* GOAL: Show each line of the material that contains the word "carved".
== SOURCE MATERIAL ==
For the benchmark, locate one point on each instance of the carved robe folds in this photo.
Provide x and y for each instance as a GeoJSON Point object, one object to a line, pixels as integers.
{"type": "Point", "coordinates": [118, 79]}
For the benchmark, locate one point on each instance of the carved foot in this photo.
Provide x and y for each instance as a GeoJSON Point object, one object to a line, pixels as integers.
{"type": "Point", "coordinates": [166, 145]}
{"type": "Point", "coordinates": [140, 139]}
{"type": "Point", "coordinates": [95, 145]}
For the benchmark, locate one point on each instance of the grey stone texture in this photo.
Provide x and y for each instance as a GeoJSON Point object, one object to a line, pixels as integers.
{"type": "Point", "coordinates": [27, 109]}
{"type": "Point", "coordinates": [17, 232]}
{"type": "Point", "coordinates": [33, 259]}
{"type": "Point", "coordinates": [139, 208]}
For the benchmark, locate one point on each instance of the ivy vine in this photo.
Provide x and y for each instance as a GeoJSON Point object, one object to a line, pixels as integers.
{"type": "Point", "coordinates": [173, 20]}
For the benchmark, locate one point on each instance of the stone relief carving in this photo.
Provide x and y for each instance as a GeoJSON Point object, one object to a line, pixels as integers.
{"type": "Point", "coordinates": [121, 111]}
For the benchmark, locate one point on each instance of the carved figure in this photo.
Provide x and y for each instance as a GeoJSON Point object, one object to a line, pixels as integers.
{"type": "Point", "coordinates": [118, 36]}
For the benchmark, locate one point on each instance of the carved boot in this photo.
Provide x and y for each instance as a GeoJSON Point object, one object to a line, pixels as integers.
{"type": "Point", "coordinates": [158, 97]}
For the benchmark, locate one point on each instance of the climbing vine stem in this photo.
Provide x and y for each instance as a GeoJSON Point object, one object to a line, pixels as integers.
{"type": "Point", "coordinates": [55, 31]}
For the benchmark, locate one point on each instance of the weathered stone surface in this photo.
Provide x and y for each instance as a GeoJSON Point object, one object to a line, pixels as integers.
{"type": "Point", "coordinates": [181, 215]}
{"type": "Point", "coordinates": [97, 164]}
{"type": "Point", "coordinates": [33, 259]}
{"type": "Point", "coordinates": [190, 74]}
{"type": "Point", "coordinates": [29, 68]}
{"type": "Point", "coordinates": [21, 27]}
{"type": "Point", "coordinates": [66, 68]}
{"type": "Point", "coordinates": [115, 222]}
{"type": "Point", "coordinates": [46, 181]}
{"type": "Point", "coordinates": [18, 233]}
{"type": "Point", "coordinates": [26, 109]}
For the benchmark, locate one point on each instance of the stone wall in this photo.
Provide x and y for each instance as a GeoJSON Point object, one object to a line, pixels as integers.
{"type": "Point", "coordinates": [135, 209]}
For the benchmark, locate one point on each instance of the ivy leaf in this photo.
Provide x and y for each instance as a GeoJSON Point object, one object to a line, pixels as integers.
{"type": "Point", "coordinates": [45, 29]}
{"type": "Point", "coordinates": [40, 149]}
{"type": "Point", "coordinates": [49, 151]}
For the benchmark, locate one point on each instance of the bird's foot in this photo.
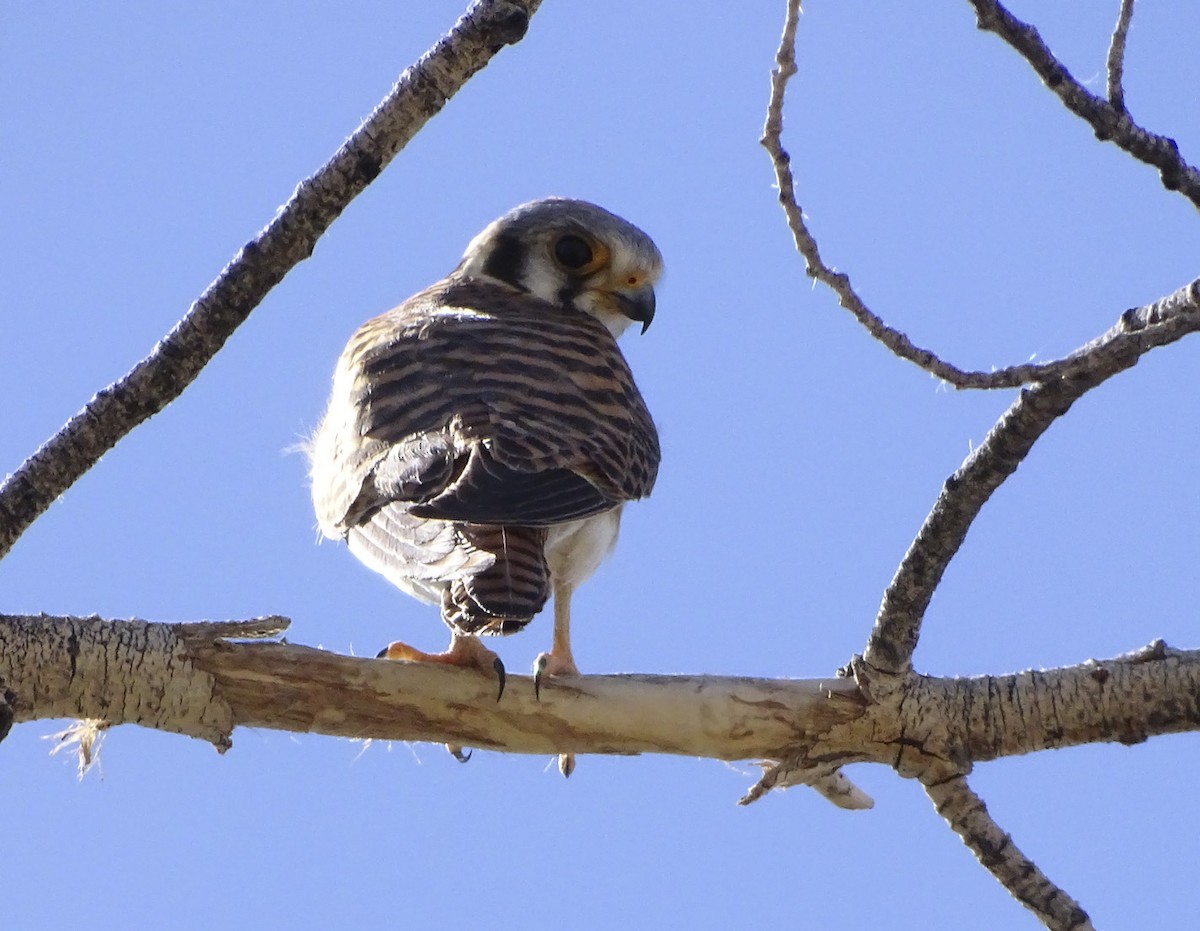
===
* TASK RESPONSE:
For the benchmark, locate one point on each instance of the carved robe folds in this photo.
For the benchmark, locate one point on each instance of the carved foot in this photo.
For the benchmark, locate one point on each instance of the carved figure in this photo.
For the benchmark, locate one point on each instance of the carved boot in this photo.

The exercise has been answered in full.